**Text excerpt:**
Monthly Archive September 2008

Romanticizing, Or Something Like It

I was going through my abandoned Livejournal today, hunting for a link to an internet article from God knows how long ago and because it’s a bit unavoidable, I started reading my old entries. I do this every now and then (usually when I am hit with bouts of paranoia and start worrying that I didn’t privatize certain posts) and as usual, the barely recognizable Helga of old left me chagrined. I was a whiny, unnecessarily dramatic, meandering wreck who thought too highly of her bratty self and I find comfort in the thought that I have come a long way since. It’s nice to know that despite being a drunken mess for the most part, the past three years or so weren’t such a waste.

For a 23-year old, I’ve had a pretty interesting dating career. Unfortunately (and I say this with no trace of bitterness at all, just how I see it in hindsight), most of the guys I’ve ever involved myself with proved to be bad choices and— to a certain extent— wastes of time. I do have questionable taste in men, I admit to that. Fortunately, I didn’t end up with any of them.

These days, it feels like I’ve reached the end of the road and I mean that in the loveliest, most optimistic, and most satisfying way possible. It hasn’t particularly been a long time— just a little over a year (and I must say: there’s this pair of jeans I’ve had longer…), but it’s been a sweet journey culminating in the realization and the hope that he is The One, the last lover, and the only person I would ever want to wake up next to every morning (and please forgive me for the cheesiness) forever.

As much as I try not to, I have always had this tendency to romanticize even the most mundane of things. Everything seems prettier when written down and thought of in big, fancy words; the scenes and stories, as they play out in my mind, are always duplicated, layered, blending set to screen with 60% opacity, and topped off with 2 pixel Gaussian blur filter. It’s easy to lose myself in this little world of mine (and I often do) so I compensate (usually guiltily) by attacking life in the shrewdest and harshest way I can.

Un-romanticization #1: There are no great forces that brought us together. The universe did not see two stranger hearts seeking each other and decide to have them meet.

**What is asked:**
**a.** Quote the stretch of the blog post from "Romanticizing, Or Something" through "such a waste.".
**b.** Rewrite the paragraph of the blog post that begins "For a 23-year old" as a shorter version that keeps its main facts.
The material that comes next is not needed for any of the work here.

**Entries supplied:**
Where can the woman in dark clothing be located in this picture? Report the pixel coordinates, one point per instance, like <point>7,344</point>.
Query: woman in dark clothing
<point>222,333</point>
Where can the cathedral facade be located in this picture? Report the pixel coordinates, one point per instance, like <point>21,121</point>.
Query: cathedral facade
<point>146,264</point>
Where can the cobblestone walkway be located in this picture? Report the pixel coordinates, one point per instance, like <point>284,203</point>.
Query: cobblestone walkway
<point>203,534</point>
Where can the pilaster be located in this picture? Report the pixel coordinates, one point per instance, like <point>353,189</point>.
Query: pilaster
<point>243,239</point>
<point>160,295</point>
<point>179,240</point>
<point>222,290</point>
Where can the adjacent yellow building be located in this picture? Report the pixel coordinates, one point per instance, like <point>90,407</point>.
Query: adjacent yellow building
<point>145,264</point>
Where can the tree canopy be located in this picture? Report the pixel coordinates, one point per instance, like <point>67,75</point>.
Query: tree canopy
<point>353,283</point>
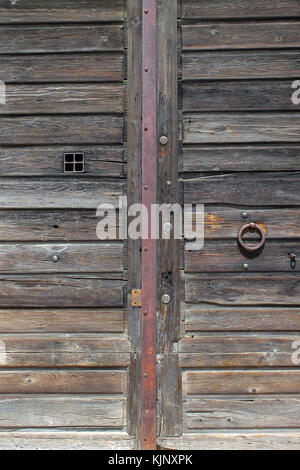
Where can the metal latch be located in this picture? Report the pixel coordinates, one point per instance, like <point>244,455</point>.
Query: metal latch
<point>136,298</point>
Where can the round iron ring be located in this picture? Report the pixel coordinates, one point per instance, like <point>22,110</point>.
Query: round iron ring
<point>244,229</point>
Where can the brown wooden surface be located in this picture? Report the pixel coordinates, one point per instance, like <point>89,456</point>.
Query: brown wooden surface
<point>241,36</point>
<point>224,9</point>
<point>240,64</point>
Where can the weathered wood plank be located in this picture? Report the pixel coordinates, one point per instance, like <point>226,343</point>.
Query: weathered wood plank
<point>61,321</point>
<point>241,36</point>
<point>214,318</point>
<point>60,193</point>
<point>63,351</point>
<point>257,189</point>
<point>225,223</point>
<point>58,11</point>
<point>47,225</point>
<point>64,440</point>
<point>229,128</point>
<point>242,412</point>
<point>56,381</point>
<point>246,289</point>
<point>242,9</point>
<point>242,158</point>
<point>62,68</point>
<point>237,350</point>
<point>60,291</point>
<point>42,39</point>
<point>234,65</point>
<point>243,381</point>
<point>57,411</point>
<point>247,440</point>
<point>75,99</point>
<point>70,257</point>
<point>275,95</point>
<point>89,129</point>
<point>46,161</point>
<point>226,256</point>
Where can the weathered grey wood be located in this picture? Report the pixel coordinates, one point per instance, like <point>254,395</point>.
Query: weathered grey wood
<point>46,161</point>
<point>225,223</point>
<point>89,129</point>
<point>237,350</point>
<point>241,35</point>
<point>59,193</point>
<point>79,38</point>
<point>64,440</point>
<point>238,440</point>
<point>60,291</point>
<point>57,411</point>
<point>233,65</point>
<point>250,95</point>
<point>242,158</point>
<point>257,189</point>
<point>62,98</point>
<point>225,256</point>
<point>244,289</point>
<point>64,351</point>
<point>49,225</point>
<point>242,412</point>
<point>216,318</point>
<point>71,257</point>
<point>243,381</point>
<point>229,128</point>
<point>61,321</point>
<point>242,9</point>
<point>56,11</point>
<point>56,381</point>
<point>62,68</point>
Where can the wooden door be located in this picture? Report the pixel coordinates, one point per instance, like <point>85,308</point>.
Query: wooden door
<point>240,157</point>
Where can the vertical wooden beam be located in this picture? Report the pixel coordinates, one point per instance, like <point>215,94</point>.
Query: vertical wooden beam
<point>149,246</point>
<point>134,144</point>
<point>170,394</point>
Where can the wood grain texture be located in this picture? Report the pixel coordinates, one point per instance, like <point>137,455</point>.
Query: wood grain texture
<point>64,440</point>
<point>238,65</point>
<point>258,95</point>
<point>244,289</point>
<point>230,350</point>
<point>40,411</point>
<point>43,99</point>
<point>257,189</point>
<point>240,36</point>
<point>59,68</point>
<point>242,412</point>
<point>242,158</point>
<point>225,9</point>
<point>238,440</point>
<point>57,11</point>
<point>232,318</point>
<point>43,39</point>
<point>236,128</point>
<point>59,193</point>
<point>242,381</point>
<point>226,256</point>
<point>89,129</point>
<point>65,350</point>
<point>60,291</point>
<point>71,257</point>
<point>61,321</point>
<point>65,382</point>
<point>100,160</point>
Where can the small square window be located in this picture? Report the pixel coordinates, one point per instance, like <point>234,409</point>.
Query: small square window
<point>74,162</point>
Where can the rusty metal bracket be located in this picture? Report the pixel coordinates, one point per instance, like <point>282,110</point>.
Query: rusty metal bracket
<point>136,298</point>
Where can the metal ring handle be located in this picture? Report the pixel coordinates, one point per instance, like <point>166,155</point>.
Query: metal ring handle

**Problem solutions:**
**a.**
Romanticizing, Or Something Like It

I was going through my abandoned Livejournal today, hunting for a link to an internet article from God knows how long ago and because it’s a bit unavoidable, I started reading my old entries. I do this every now and then (usually when I am hit with bouts of paranoia and start worrying that I didn’t privatize certain posts) and as usual, the barely recognizable Helga of old left me chagrined. I was a whiny, unnecessarily dramatic, meandering wreck who thought too highly of her bratty self and I find comfort in the thought that I have come a long way since. It’s nice to know that despite being a drunken mess for the most part, the past three years or so weren’t such a waste.

**b.** At 23, the writer has had an interesting dating career, but most of the men she got involved with were bad choices and partly wastes of time. She admits to questionable taste in men and is glad she didn't end up with any of them.